= Data shown =
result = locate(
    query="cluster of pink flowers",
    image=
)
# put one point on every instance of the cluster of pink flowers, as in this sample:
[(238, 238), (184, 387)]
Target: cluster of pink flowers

= Aim of the exercise =
Word for word, write out every record in the listing.

= Reply =
result = locate(
    query="cluster of pink flowers",
    image=
)
# put one point on every instance of the cluster of pink flowers, as in this sample:
[(238, 238), (184, 387)]
Target: cluster of pink flowers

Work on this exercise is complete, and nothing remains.